* start Input data *
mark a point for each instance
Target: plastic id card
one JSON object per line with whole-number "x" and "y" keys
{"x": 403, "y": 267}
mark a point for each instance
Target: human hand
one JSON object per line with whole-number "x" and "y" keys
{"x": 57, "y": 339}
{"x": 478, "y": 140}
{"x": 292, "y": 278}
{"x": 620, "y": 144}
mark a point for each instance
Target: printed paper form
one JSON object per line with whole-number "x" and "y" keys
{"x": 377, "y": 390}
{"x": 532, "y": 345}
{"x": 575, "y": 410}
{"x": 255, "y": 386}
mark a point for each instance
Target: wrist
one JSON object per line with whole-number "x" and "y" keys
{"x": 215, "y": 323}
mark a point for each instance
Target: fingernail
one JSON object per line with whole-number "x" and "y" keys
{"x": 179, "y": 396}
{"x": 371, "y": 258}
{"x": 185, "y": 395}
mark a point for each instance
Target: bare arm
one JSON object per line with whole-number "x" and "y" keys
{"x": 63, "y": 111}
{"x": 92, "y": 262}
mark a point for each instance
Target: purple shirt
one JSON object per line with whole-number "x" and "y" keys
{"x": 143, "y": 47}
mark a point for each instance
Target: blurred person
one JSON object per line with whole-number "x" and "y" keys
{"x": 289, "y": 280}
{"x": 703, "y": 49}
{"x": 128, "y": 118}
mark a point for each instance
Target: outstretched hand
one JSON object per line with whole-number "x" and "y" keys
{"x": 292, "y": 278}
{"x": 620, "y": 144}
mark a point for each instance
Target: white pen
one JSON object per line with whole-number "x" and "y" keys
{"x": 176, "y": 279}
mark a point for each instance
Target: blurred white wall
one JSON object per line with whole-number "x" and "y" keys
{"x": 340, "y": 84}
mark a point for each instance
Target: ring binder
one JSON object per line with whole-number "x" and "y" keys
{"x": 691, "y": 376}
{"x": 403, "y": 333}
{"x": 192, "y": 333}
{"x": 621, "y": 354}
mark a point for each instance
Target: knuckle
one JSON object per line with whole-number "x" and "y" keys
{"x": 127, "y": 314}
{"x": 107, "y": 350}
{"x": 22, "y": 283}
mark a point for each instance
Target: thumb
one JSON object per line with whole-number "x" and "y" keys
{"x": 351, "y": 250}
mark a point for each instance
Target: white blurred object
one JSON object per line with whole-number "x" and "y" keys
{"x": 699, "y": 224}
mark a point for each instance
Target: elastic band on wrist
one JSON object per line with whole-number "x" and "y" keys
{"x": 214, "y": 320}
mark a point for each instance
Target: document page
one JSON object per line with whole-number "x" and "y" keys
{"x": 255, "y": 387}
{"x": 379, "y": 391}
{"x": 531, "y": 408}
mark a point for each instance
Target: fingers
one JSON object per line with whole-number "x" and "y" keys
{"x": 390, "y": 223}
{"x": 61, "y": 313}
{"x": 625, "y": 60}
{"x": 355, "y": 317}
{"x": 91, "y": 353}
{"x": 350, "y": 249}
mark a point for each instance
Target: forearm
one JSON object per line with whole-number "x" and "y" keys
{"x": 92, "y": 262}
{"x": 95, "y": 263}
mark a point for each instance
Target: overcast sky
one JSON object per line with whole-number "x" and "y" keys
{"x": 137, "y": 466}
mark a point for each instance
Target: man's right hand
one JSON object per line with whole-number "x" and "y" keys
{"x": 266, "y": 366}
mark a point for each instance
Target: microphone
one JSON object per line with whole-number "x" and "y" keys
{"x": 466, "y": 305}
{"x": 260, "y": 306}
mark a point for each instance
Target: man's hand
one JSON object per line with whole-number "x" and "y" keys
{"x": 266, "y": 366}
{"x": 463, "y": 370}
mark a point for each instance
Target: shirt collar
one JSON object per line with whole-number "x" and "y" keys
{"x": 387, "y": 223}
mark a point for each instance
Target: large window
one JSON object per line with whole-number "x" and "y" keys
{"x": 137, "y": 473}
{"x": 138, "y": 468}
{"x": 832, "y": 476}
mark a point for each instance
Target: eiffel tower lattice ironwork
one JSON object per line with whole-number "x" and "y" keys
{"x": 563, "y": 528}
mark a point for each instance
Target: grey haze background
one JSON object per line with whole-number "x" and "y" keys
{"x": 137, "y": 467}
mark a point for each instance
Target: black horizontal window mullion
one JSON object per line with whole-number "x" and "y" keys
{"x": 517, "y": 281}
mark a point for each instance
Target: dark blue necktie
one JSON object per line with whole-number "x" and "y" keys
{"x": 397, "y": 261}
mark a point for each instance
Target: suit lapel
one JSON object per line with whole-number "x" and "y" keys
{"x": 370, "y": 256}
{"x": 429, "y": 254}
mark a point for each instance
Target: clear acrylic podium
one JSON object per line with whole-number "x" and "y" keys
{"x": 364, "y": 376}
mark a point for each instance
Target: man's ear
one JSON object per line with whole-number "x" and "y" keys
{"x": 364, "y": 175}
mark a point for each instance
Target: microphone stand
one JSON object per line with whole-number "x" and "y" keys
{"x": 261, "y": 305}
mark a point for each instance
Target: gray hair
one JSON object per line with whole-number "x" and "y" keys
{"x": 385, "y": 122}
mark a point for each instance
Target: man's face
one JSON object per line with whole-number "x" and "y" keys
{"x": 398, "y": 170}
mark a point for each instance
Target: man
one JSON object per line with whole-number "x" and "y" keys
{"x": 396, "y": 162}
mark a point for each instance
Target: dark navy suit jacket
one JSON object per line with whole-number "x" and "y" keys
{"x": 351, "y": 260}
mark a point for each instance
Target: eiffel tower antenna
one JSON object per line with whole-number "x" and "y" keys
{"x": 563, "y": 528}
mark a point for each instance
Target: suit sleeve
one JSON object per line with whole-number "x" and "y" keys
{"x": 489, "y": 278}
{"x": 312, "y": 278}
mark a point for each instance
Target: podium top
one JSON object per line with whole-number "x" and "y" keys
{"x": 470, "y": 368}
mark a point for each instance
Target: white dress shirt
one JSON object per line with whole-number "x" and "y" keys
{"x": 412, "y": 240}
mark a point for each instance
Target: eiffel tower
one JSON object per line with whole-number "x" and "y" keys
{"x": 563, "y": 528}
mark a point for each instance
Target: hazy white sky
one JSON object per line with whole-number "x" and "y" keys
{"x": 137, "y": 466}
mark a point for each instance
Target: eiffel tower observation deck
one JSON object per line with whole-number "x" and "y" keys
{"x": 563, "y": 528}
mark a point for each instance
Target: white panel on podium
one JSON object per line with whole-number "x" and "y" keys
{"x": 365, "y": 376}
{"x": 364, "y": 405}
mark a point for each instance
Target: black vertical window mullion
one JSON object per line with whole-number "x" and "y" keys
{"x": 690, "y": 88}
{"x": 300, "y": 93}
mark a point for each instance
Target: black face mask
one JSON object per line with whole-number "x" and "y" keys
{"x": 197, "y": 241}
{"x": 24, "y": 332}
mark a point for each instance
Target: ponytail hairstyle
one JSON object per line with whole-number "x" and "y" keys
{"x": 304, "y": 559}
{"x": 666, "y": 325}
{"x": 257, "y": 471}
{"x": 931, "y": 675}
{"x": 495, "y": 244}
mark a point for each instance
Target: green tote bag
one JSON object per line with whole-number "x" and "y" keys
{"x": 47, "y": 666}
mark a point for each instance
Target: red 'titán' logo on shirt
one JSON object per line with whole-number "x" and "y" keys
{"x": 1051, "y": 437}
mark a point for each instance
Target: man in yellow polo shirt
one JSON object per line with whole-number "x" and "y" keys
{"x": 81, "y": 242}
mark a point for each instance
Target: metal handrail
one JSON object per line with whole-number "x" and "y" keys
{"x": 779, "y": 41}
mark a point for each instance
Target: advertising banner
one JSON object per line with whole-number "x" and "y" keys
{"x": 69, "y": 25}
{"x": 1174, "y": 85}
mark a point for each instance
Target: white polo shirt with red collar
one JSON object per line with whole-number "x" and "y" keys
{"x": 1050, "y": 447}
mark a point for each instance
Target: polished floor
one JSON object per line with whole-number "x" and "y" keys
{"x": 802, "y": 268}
* end Input data *
## Aim of the task
Please filter the rows above and copy out every line that contains the string "blurred". Case counts when matching.

## Problem solution
Target: blurred person
Target: blurred white wall
Target: white blurred object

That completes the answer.